WORK TASK =
Show every line below where "cuff" appears.

EXTRACTED DATA =
[Start of Attachment]

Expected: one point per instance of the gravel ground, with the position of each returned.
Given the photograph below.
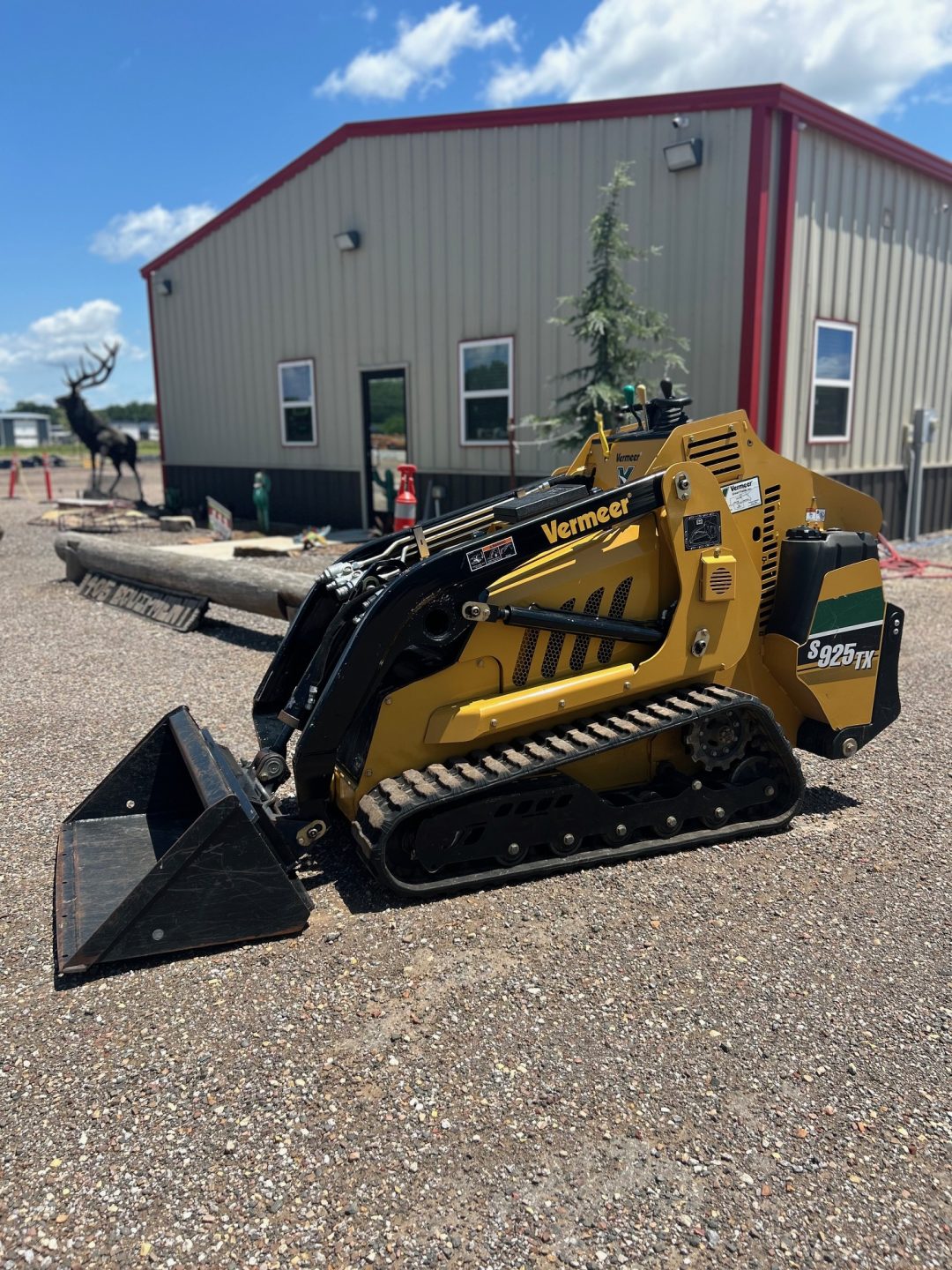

[End of Attachment]
[Start of Attachment]

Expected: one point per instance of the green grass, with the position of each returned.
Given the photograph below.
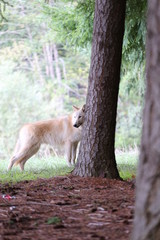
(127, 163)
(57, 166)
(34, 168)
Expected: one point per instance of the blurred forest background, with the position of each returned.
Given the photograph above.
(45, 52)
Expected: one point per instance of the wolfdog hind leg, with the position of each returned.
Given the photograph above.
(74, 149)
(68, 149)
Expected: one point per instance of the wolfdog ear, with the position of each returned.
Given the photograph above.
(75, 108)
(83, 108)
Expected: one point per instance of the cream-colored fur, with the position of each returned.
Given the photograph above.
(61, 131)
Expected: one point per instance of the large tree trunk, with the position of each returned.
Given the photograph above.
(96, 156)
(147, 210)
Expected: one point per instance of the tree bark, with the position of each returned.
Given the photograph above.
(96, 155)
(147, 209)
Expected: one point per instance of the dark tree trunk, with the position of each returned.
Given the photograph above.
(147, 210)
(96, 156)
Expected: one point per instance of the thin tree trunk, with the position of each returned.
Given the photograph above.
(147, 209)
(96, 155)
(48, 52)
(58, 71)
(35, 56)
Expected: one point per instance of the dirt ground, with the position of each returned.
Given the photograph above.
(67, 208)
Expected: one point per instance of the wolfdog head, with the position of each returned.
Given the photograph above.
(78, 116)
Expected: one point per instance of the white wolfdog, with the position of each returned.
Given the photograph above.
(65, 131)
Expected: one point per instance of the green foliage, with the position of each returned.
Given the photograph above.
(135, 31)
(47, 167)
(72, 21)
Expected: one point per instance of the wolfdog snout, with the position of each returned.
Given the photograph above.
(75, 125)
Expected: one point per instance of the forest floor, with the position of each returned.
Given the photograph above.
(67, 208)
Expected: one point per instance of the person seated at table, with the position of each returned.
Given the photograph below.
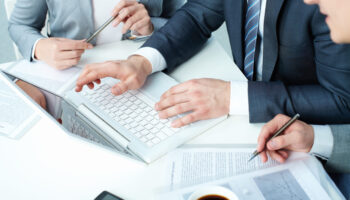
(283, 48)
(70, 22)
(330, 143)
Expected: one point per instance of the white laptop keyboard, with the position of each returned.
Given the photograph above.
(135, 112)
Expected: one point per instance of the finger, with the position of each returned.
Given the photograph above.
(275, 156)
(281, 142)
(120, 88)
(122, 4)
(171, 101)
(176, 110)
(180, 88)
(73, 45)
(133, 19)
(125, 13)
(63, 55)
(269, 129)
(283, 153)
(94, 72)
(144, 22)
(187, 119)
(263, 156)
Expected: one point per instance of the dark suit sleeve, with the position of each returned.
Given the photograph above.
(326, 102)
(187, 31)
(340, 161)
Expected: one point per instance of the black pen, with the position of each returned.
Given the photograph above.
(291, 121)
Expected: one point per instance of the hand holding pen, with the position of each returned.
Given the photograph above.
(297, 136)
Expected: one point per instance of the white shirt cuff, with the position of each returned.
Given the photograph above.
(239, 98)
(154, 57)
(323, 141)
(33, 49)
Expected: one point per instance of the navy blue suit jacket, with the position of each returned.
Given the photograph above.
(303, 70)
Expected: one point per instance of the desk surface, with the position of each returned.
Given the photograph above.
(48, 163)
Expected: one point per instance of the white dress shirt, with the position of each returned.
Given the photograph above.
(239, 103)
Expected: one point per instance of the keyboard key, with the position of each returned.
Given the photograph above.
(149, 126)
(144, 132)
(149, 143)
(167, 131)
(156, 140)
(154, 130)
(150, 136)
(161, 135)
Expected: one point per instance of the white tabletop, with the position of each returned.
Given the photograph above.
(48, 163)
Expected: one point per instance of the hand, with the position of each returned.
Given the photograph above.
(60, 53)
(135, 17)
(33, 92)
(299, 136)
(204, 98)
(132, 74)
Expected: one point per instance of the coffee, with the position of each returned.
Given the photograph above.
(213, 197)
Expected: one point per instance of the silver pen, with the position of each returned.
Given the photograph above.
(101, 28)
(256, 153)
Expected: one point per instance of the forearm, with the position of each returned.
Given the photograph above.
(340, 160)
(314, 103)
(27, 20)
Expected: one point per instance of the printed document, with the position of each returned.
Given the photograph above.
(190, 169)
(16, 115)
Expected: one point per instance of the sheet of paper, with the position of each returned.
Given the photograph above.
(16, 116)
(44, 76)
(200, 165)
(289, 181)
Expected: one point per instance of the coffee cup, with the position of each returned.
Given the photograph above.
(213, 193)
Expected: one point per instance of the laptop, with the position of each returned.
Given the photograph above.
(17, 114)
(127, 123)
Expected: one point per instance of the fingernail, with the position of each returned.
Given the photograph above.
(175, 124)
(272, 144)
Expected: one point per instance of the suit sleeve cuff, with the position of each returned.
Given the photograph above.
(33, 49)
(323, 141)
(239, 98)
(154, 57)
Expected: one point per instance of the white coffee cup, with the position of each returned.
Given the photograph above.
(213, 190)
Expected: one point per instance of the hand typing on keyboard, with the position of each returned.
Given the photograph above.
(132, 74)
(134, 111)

[End of Attachment]
[Start of Attachment]

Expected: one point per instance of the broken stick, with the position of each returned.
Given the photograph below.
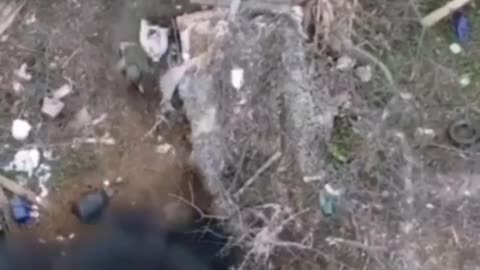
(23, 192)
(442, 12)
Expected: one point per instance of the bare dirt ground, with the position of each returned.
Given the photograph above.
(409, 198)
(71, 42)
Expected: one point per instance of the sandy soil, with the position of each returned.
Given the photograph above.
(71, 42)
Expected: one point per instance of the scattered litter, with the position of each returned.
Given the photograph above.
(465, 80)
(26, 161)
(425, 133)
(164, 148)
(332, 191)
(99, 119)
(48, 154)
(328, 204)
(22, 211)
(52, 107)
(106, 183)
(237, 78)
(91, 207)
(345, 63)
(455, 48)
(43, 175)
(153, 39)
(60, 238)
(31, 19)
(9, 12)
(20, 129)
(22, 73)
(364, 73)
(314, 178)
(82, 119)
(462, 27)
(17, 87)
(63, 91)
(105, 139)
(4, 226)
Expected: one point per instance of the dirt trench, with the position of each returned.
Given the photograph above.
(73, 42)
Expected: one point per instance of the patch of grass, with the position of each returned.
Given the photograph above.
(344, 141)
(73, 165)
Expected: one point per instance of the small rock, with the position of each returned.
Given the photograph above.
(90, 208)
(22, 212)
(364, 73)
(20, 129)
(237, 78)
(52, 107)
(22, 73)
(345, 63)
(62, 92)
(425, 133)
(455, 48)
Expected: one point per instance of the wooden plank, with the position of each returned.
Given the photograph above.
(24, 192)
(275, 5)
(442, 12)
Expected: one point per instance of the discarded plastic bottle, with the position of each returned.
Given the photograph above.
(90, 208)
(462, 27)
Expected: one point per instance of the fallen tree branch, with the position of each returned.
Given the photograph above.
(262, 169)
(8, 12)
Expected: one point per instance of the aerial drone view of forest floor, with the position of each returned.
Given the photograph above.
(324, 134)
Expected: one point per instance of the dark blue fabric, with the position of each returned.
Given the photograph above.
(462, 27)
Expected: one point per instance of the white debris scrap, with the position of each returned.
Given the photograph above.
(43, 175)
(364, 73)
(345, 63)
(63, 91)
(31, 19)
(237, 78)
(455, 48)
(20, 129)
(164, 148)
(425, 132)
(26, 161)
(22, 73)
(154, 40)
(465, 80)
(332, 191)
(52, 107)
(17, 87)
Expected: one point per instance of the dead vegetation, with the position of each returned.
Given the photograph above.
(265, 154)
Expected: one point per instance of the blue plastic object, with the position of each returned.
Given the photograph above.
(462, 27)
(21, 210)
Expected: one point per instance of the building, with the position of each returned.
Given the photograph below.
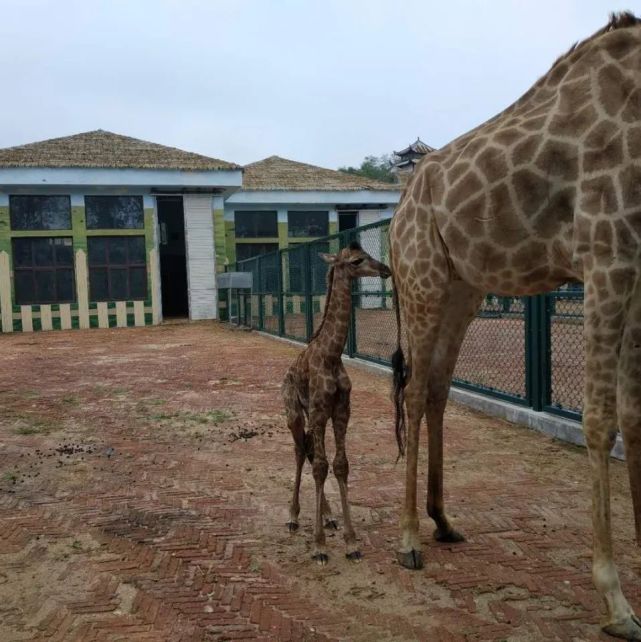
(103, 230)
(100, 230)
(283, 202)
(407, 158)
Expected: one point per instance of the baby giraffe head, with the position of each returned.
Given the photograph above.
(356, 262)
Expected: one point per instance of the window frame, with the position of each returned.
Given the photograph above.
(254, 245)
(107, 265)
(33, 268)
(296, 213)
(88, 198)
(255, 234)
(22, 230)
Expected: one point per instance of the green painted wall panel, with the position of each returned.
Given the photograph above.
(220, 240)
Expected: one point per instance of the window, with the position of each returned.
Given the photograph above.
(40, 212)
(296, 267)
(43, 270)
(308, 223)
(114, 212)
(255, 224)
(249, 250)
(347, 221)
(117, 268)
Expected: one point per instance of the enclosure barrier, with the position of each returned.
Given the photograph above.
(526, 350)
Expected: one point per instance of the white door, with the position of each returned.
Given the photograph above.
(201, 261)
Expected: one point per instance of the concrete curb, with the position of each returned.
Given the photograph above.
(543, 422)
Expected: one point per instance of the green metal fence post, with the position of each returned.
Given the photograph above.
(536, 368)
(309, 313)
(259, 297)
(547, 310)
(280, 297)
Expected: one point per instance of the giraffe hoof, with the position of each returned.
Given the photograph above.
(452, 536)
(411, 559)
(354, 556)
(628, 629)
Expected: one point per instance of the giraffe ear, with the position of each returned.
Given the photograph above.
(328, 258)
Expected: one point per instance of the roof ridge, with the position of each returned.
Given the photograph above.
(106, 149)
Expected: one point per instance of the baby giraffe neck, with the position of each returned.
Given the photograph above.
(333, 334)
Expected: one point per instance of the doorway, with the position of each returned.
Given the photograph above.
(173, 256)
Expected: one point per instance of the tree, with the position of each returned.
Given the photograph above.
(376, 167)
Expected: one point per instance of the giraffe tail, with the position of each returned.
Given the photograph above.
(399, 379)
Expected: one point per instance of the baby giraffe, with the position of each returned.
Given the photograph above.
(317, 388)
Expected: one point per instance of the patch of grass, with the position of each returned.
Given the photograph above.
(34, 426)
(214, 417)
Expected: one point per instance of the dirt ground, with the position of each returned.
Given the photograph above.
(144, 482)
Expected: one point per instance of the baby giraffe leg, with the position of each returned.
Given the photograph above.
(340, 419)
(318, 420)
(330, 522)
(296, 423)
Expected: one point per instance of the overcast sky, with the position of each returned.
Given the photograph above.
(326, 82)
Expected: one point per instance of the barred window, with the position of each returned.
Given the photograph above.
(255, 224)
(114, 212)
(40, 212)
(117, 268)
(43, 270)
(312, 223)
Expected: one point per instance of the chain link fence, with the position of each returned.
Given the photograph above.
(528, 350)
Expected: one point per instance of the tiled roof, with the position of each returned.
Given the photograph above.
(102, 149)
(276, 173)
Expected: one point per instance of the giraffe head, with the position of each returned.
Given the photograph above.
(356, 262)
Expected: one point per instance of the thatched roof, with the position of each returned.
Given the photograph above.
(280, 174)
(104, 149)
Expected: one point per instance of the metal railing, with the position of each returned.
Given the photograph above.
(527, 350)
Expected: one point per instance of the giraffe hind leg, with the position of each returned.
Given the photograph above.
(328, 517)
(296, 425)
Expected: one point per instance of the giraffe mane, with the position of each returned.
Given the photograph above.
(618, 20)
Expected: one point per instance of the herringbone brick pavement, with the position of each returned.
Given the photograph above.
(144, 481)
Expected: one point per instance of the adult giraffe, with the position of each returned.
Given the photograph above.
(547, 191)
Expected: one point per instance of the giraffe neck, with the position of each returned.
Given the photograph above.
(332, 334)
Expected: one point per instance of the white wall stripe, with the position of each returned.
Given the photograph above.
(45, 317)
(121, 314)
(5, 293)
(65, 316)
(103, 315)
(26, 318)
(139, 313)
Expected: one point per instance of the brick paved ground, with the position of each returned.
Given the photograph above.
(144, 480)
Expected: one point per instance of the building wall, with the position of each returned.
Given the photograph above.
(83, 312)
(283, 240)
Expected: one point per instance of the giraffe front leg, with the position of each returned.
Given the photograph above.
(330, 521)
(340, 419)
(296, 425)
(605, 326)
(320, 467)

[End of Attachment]

RESPONSE TO THIS EXERCISE =
Expected: one point per instance of the white shirt cuff, with the position of each returned.
Expected: one point per instance of the suit sleeve cuff, with the position of each returned.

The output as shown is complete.